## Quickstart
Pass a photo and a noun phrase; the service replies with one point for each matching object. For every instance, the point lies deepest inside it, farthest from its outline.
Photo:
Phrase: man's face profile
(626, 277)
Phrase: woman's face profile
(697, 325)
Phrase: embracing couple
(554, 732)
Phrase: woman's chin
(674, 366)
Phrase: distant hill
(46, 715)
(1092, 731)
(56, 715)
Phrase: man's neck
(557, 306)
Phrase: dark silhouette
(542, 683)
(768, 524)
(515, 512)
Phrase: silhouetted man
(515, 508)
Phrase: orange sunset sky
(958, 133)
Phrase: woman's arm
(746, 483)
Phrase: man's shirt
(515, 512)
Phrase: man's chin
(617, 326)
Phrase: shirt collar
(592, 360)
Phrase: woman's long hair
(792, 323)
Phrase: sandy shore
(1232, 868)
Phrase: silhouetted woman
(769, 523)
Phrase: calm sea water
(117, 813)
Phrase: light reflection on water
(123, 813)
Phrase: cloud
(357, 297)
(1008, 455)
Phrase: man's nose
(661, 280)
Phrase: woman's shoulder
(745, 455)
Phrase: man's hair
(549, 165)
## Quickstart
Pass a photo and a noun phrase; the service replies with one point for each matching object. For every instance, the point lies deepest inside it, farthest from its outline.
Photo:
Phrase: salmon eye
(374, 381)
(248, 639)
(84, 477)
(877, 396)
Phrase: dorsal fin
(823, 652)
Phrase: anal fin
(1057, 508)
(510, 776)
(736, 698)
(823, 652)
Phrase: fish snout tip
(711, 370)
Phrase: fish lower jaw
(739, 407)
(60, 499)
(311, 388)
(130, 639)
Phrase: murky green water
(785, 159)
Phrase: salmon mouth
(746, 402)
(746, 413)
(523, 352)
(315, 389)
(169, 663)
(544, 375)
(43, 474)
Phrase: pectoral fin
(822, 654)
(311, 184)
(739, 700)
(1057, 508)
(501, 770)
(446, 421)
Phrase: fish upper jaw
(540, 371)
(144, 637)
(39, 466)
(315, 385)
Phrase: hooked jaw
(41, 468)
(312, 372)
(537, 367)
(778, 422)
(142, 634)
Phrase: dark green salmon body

Do this >> Could you quote every one of the entries above verbatim, line for line?

Task solution >>
## Quickstart
Pass a photo and a noun phrase; the service replies with one point for each matching object. For every instance, the point lies deepest inside it, farthest from its outline.
Photo:
Phrase: man's face profile
(626, 277)
Phrase: woman's face profile
(697, 325)
Phrase: embracing couple
(554, 732)
Phrase: woman's chin
(674, 366)
Phrase: distant hill
(46, 715)
(1092, 731)
(56, 715)
Phrase: man's neck
(557, 306)
Phrase: dark silhouette
(542, 683)
(768, 524)
(515, 512)
Phrase: silhouetted man
(515, 508)
Phrase: orange sunset sky
(958, 133)
Phrase: woman's arm
(746, 483)
Phrase: man's shirt
(515, 512)
Phrase: man's chin
(617, 326)
Phrase: shirt collar
(592, 360)
Phrase: woman's long hair
(792, 323)
Phrase: sandy shore
(1232, 868)
Phrase: silhouetted woman
(769, 523)
Phrase: calm sea water
(117, 813)
Phrase: light reflection on water
(123, 813)
Phrase: cloud
(357, 297)
(1008, 455)
Phrase: man's nose
(661, 280)
Phrase: woman's shoulder
(745, 455)
Phrase: man's hair
(549, 165)
## Quickstart
Pass a photo and a noun phrase; the service replies with one point for each matching object. For every instance, the point lies deepest inside it, farthest from its outline.
Photo:
Phrase: salmon eye
(374, 381)
(248, 639)
(84, 477)
(877, 396)
Phrase: dorsal fin
(823, 652)
Phrase: anal fin
(1057, 508)
(510, 776)
(736, 698)
(823, 652)
Phrase: fish snout tip
(711, 370)
Phrase: fish lower jaw
(739, 407)
(60, 499)
(311, 388)
(130, 639)
Phrase: murky green water
(785, 159)
Phrase: salmon mouth
(746, 402)
(746, 413)
(523, 352)
(315, 389)
(169, 663)
(544, 375)
(43, 474)
Phrase: pectoral fin
(822, 654)
(311, 184)
(739, 700)
(1057, 508)
(501, 770)
(446, 421)
Phrase: fish upper jaw
(540, 371)
(144, 637)
(39, 466)
(315, 385)
Phrase: hooked jaw
(41, 468)
(312, 372)
(537, 367)
(778, 422)
(142, 634)
Phrase: dark green salmon body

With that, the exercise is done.